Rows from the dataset

[START]

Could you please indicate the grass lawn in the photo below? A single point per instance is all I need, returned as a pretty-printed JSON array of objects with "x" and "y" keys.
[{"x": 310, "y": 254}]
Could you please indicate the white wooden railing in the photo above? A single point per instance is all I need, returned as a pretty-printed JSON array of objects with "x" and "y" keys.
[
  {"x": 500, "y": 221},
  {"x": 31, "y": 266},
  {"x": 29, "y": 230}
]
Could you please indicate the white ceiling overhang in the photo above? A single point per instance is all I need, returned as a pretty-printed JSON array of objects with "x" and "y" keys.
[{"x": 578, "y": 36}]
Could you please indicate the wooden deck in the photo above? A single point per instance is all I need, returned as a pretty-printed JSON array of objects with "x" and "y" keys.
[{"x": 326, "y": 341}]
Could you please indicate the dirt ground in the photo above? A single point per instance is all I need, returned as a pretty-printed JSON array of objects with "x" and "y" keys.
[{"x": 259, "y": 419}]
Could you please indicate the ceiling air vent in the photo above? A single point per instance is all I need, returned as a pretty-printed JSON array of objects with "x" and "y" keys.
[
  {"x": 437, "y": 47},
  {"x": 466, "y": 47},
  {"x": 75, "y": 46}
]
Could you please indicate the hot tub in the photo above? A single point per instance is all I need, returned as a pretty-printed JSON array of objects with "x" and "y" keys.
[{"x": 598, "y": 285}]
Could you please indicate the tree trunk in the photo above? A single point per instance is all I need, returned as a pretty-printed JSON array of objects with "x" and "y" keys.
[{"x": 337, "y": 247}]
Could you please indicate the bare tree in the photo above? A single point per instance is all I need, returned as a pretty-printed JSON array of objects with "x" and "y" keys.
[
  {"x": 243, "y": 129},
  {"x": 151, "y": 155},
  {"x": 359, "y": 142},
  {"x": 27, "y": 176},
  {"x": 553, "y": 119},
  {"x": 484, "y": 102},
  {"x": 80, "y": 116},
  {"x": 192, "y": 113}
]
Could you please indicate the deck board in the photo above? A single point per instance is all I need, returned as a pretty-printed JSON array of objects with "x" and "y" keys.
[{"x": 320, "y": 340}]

[END]
[START]

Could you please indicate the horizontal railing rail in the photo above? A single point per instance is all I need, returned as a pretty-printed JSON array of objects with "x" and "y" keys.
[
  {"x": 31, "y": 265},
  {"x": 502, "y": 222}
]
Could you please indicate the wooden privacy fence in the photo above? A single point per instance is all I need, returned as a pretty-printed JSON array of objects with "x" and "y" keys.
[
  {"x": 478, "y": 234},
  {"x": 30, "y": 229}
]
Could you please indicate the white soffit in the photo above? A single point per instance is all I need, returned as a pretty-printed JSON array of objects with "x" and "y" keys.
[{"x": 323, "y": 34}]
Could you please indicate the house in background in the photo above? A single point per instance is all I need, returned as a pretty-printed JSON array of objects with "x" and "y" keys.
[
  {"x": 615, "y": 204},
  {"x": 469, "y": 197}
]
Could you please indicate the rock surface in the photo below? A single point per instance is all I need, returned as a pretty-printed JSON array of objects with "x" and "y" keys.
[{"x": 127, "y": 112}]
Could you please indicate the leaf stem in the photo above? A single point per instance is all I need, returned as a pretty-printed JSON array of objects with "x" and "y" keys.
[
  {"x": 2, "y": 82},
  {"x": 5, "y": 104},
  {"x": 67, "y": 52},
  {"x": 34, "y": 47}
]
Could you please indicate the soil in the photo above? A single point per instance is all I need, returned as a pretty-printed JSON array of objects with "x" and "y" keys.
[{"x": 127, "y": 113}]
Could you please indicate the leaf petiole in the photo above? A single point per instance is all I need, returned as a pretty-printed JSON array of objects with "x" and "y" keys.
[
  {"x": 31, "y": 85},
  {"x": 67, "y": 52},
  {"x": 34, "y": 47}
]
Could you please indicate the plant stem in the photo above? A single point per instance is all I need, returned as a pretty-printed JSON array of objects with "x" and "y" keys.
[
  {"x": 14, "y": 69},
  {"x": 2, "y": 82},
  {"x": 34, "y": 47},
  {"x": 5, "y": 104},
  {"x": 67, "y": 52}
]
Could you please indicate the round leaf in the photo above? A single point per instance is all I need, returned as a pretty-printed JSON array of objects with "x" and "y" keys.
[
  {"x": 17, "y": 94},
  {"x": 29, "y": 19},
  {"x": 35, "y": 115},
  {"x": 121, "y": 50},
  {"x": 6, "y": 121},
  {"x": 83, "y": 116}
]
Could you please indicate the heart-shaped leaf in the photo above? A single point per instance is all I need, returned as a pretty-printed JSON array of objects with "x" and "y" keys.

[END]

__WORK REQUIRED__.
Quote verbatim the lines starting at the line that contains "Could you please indicate the round" and ending at the line that contains "Could you please indicate the heart-shaped", including both of those lines.

__COMPLETE ANSWER__.
Could you please indicate the round leaf in the photo above? A single point per instance is all I need, returned as a pretty-printed JSON array of objects with "x" and "y" keys.
[
  {"x": 17, "y": 94},
  {"x": 29, "y": 19},
  {"x": 35, "y": 115},
  {"x": 121, "y": 50},
  {"x": 6, "y": 121},
  {"x": 83, "y": 116}
]
Could you please indicate the heart-shaped leaf in the photo above? A single point per instance is all I need, returned as a pretty-printed JSON array of objects with "x" and "y" keys.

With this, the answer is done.